• [Required action 1]
Summarize the article on The Year's Best Science Fiction: Fourteenth Annual Collection in two sentences.
• [Required action 2]
What award did the anthology described in the article on The Year's Best Science Fiction: Fourteenth Annual Collection win?
• [Required action 3]
Continue the article on The Year's Best Science Fiction: Fourteenth Annual Collection from its last sentence.

Document extract below:

The Year's Best Science Fiction: Fourteenth Annual Collection
- Editor: Gardner Dozois
- Language: English
- Series: The Year's Best Science Fiction
- Genre: Science fiction
- Publisher: St. Martin's Press
- Publication date: 1997
- Publication place: United States
- Media type: Print (hardback & paperback)
- Pages: 752 pp
- ISBN: 9780312157029 (hardcover) ISBN 9780312157036 (trade paperback)
- OCLC: 37149684
- Preceded by: The Year's Best Science Fiction: Thirteenth Annual Collection
- Followed by: The Year's Best Science Fiction: Fifteenth Annual Collection

= The Year's Best Science Fiction: Fourteenth Annual Collection =

1997 science fiction anthology edited by Gardner Dozois

The Year's Best Science Fiction: Fourteenth Annual Collection is a science fiction anthology edited by Gardner Dozois that was published in 1997. It is the 14th in The Year's Best Science Fiction series. The collection won the Locus Award for best anthology.

End of Document extract.
Data extract below:

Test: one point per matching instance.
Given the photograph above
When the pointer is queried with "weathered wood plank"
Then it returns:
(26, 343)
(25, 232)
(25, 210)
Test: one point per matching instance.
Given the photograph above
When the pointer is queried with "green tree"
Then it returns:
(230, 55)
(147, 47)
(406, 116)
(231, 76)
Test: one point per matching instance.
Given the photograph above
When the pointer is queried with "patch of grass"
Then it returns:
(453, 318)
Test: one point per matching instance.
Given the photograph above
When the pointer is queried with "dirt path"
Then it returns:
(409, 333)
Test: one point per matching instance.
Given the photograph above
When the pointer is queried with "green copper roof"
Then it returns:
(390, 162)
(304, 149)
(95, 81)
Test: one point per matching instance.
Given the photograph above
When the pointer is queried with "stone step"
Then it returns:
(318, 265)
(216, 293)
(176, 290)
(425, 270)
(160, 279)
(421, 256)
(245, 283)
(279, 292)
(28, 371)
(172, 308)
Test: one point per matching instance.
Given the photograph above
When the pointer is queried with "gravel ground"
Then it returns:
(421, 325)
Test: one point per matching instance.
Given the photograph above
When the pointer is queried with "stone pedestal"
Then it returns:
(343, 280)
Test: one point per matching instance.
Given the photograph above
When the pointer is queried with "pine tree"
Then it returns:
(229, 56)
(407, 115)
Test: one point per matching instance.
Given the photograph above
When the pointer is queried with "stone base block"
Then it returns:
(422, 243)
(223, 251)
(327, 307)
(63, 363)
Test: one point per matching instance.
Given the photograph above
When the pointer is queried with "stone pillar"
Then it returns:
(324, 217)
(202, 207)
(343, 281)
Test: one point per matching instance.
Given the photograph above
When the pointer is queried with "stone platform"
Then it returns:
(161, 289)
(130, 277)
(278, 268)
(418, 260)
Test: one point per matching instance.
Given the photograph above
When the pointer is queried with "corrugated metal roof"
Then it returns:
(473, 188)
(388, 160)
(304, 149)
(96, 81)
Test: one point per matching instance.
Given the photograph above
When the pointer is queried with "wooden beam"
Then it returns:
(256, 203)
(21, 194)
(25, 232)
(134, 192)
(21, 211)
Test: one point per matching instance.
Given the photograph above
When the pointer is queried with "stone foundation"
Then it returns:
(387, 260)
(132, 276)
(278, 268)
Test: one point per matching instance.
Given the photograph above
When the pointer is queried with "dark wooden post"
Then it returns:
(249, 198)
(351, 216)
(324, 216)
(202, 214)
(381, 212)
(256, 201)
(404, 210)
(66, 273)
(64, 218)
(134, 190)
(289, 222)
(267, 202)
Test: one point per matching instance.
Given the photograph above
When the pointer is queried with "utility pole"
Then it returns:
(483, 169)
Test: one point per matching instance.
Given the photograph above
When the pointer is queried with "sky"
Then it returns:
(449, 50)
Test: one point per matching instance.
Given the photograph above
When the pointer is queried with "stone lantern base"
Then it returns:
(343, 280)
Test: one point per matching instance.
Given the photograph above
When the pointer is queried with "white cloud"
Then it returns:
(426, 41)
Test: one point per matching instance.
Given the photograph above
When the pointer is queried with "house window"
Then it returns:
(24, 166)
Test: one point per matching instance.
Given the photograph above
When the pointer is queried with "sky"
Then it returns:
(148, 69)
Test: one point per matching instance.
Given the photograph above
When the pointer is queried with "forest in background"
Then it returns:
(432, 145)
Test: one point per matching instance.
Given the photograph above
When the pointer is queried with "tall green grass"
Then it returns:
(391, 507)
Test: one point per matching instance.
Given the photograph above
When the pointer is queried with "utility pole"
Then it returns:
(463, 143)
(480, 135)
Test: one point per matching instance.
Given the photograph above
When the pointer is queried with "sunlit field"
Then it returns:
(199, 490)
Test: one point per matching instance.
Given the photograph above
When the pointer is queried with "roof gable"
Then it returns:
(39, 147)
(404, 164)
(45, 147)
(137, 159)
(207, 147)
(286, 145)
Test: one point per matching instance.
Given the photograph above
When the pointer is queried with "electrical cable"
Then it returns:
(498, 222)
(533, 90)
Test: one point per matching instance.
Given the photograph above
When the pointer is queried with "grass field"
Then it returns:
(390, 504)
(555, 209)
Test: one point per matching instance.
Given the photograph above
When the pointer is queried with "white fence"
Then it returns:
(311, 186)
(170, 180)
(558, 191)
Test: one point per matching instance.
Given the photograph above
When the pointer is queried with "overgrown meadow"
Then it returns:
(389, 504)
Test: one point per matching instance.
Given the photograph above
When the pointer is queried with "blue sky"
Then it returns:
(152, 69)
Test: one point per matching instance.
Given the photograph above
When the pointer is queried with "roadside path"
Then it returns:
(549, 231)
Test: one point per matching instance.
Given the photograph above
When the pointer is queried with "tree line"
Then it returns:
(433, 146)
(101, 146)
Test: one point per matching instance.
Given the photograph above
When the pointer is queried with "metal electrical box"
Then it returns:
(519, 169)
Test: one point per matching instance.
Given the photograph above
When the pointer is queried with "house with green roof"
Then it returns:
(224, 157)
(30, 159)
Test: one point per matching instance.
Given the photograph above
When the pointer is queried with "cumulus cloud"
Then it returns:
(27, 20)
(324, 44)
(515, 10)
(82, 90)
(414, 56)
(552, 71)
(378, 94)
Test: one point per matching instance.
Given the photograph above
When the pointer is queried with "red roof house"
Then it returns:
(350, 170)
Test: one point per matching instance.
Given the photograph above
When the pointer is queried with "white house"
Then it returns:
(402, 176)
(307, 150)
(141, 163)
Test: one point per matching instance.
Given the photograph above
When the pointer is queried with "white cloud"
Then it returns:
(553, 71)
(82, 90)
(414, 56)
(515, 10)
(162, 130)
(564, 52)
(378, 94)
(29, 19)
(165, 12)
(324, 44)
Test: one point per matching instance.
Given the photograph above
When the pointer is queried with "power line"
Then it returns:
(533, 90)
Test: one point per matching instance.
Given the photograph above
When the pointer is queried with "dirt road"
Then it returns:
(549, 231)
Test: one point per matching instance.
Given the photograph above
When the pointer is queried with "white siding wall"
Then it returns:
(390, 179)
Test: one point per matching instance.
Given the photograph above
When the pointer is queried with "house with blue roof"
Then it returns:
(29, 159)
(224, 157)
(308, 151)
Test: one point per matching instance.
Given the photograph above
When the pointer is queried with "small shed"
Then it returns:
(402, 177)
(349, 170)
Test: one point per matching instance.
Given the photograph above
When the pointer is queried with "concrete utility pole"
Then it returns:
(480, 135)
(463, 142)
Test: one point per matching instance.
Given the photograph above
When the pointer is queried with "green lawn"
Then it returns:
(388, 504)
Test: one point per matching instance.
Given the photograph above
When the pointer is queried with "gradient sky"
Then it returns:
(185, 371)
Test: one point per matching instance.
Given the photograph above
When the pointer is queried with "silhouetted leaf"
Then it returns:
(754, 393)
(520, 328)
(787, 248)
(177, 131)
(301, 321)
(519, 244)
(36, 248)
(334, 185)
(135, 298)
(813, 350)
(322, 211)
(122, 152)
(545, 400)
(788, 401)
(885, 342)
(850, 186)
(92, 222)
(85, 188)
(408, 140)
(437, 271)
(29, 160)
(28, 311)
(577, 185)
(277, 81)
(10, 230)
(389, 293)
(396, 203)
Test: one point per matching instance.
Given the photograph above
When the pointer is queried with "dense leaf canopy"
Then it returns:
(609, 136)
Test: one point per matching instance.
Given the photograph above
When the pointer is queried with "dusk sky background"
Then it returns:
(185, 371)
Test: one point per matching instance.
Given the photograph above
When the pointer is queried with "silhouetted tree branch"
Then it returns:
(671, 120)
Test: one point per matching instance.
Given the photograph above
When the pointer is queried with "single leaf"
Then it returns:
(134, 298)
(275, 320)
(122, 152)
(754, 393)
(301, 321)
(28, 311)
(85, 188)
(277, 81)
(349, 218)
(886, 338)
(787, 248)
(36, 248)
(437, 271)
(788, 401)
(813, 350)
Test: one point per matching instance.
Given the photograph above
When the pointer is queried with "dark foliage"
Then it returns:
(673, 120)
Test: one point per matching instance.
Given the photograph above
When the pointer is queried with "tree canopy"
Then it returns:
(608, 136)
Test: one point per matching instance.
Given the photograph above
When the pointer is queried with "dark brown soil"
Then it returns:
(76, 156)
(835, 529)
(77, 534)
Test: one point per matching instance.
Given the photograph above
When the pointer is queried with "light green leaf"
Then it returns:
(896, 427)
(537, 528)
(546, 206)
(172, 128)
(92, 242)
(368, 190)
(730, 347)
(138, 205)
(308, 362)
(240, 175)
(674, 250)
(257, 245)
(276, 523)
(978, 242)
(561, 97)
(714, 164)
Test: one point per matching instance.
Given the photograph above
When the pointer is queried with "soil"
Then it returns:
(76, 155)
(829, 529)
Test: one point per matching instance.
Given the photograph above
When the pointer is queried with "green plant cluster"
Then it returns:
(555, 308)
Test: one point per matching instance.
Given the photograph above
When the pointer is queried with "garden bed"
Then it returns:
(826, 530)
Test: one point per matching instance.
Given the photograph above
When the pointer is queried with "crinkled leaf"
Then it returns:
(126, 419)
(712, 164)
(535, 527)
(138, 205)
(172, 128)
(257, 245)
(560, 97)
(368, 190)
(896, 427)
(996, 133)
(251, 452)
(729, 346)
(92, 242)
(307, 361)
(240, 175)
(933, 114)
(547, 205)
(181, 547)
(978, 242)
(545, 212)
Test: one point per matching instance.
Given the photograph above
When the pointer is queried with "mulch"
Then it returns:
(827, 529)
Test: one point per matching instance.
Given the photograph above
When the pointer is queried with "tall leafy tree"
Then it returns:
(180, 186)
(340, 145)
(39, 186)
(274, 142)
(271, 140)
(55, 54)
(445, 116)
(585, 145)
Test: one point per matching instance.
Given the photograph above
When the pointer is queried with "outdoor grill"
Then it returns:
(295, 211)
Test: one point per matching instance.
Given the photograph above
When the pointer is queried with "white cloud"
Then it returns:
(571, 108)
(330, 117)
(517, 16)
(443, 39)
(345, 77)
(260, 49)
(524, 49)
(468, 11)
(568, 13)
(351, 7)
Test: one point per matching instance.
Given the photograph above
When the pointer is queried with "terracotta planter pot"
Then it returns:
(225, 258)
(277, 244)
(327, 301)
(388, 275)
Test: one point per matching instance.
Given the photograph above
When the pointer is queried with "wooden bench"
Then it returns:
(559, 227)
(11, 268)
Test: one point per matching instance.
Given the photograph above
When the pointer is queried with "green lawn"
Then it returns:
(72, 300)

End of Data extract.

• [Response area 1]
The Year's Best Science Fiction: Fourteenth Annual Collection is a science fiction anthology edited by Gardner Dozois and published by St. Martin's Press in 1997, the 14th in The Year's Best Science Fiction series. It won the Locus Award for best anthology.

• [Response area 2]
The Locus Award for best anthology.

• [Response area 3]
==Contents==

The book includes a 50-page summation by Dozois; 28 stories, all that first appeared in 1996, and each with a two-paragraph introduction by Dozois; and a referenced list of honorable mentions for the year. The stories are as follows.

- Gregory Benford: "Immersion"
- Michael Swanwick: "The Dead"
- Nancy Kress: "The Flowers of Aulit Prison"
- Tony Daniel: "A Dry, Quiet War"
- James P. Blaylock: "Thirteen Phantasms"
- Bud Sparhawk: "Primrose and Thorn"
- John Kessel: "The Miracle of Ivar Avenue"
- Paul Park: "The Last Homosexual"
- Ian McDonald: "Recording Angel"
- Robert Silverberg: "Death Do Us Part"
- Jim Cowan: "The Spade of Reason"
- Maureen F. McHugh: "The Cost to Be Wise"
- Bruce Sterling: "Bicycle Repairman," which went on to win a 1997 Hugo Award for Best Novelette
- Gregory Feeley: "The Weighing of Ayre"
- Michael Cassuit: "The Longer Voyage"
- Mike Resnick: "The Land of Nod"
- Gwyneth Jones: "Red Sonja and Lessingham in Dreamland"
- Charles Sheffield: "The Lady Vanishes"
- Robert Reed: "Chrysalis"
- Steven Utley: "The Wind Over the World"
- William Barton: "Changes"
- Gene Wolfe: "Counting Cats in Zanzibar"
- Jonathan Lethem: "How We Got In Town and Out Again"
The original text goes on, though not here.